### O que fazer:
Como fica o trecho da crítica que começa em "terça-feira, 2 de" e termina em "não, amar novamente." se você renomear "escritor" para "autor"?

### Texto de leitura:
::::
A peculiaridade do longa é chamativa e em nenhum momento perde-se o interesse, o mistério envolto e sua narrativa instiga, nos leva para um universo diferente. Impressiona pela poesia das cenas e destaque também para a trilha sonora que denota a cultura, há uma lindíssima cena lá pelo final onde acontece um número musical, uma espécie de manifestação poderosa que antecede a revolução.

"Khadak" é um drama étnico, retrata os nômades da Mongólia e os conflitos entre mundo moderno e cultura ancestral, o despojamento de suas raízes e então o retorno ao espírito impetuoso, a conexão com a terra é realmente algo intenso. O filme abraça questões socioambientais importantes em uma trama carregada de espiritualidade.

terça-feira, 2 de julho de 2019

Por Trás das Nuvens (Achter de Wolken)

"Por Trás das Nuvens" (2016) dirigido por Cecilia Verheyden é um filme apaixonante que retrata o amor na maturidade, as descobertas, as indecisões, os tabus e as delícias, o romance na velhice é um assunto pouco explorado no cinema e este ganha força pela abordagem aberta e sincera.
Emma (Chris Lomme), após a morte do marido, continua sua vida com a filha e a neta. Logo reencontra um amor antigo, o escritor Gerard (Jo De Meyere), de quem não tinha notícias há 50 anos e volta a se apaixonar. Ela tem que enfrentar a aceitação da filha e da neta, e até dela mesma, se deve ou não, amar novamente.
Acompanhamos Emma, uma senhora que acabara de perder o marido, ela tem a companhia da filha e da neta adolescente, já no velório se depara com um antigo conhecido, o escritor Gerard, passa-se os dias e recebe uma mensagem via Facebook, ele a quer ver, Emma fica um pouco ansiosa, mas termina aceitando. O reencontro não é fácil, eles não se veem há pelo menos 50 anos, porém a chama da paixão continua acesa e agora libertos podem usufruir desse desejo. Surge uma gama confusa de sentimentos em Emma, as incertezas por conta da idade e de se deixar levar pelo amor a essa altura da vida, o que para sua filha seria um absurdo por causa de ter sido recente a morte do pai e por não ver a mãe como uma mulher que tem desejos e que merece ser feliz, mas ela não tem moral para ditar qualquer regra, já que sua vida amorosa segue por um caminho triste e incerto, já a neta se assusta no início, porém segue sendo carinhosa ajudando e trocando ideias maravilhosas com Emma.
O filme toca em assuntos interessantes e aborda pontos de vista abertos, mostra os julgamentos, seja os próprios ou dos outros, ao longo viajamos pela história de Emma, o que Gerard significou e significa para ela, a amizade deles na juventude e sua escolha pelo casamento com outro na época. São camadas fluidas e sinceras de se acompanhar, toda a trajetória da aceitação de seu sentimento por Gerard e de encarar a filha e dizer que tem a chance de amar e ser amada.

Chris Lomme como Emma é esplêndida, tem uma presença fascinante e dá credibilidade, quando começa a se encontrar com Gerard, interpretado por Jo De Meyere, também ótimo em cena, garante sensibilidade e bom humor em suas descobertas como casal. É uma história simples, um romance repleto de problemas e incertezas, e assim o amor é em qualquer fase, o interessante é poder compreender que sempre há tempo para o desejo e não importa a idade, pode ser um pouco mais confuso e desconfortável, mas isso não quer dizer que seja tão diferente de quando se é jovem.

"Por Trás das Nuvens" é um ótimo romance para quem quer sair da zona de clichês e histórias juvenis, todo o processo que Emma passa para entender o que sente e resolver deixar-se levar é bonito e encorajador, além que o filme possui cenas que quebram tabus.
::::
### Registros listados:
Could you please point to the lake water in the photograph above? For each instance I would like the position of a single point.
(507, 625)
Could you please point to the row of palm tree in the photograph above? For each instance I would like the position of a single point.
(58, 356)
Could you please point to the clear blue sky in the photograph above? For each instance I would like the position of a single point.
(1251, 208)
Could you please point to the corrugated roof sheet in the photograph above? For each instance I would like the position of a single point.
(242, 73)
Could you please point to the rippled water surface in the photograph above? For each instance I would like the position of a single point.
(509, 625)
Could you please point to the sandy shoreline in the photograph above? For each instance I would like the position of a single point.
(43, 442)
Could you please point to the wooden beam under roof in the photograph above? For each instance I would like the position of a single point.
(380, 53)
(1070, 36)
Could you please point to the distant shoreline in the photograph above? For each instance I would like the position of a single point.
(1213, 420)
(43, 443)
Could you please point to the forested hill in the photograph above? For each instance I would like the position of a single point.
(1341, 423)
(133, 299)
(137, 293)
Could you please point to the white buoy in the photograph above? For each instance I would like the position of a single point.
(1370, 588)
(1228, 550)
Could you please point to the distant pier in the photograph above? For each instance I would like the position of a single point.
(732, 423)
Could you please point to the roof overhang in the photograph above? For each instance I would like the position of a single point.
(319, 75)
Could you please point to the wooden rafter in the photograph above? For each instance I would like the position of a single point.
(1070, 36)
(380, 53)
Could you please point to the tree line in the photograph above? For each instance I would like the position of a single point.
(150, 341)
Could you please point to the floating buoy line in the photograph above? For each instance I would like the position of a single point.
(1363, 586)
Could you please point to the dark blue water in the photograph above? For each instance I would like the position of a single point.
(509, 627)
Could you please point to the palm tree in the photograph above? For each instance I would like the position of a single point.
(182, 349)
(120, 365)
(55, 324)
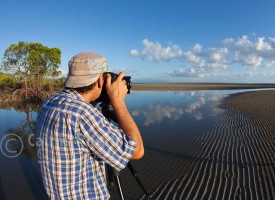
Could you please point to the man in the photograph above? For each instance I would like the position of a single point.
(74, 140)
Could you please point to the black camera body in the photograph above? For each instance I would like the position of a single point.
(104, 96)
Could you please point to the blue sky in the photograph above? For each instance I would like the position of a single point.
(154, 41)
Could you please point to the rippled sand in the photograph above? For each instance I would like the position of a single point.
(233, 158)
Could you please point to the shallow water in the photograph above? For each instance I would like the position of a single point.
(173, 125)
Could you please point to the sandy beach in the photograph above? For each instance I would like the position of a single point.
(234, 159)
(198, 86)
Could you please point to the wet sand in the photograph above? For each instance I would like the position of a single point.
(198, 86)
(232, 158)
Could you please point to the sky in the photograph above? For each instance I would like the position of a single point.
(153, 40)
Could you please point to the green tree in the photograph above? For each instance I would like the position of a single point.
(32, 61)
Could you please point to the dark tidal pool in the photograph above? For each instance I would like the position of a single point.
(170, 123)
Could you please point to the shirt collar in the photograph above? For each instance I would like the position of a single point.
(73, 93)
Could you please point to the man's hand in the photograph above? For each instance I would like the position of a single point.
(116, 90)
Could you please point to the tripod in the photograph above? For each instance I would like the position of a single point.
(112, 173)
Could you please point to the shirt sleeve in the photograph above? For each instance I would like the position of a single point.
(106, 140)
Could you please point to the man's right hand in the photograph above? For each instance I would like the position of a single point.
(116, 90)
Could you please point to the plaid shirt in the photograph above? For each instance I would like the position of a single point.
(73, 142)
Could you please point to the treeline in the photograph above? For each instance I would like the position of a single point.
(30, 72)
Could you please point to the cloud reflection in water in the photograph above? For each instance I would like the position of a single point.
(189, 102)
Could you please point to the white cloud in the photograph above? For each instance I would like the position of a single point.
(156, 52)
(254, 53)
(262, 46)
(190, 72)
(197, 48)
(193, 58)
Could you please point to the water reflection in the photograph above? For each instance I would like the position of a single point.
::::
### Resultado da tarefa:
terça-feira, 2 de julho de 2019

Por Trás das Nuvens (Achter de Wolken)

"Por Trás das Nuvens" (2016) dirigido por Cecilia Verheyden é um filme apaixonante que retrata o amor na maturidade, as descobertas, as indecisões, os tabus e as delícias, o romance na velhice é um assunto pouco explorado no cinema e este ganha força pela abordagem aberta e sincera.
Emma (Chris Lomme), após a morte do marido, continua sua vida com a filha e a neta. Logo reencontra um amor antigo, o autor Gerard (Jo De Meyere), de quem não tinha notícias há 50 anos e volta a se apaixonar. Ela tem que enfrentar a aceitação da filha e da neta, e até dela mesma, se deve ou não, amar novamente.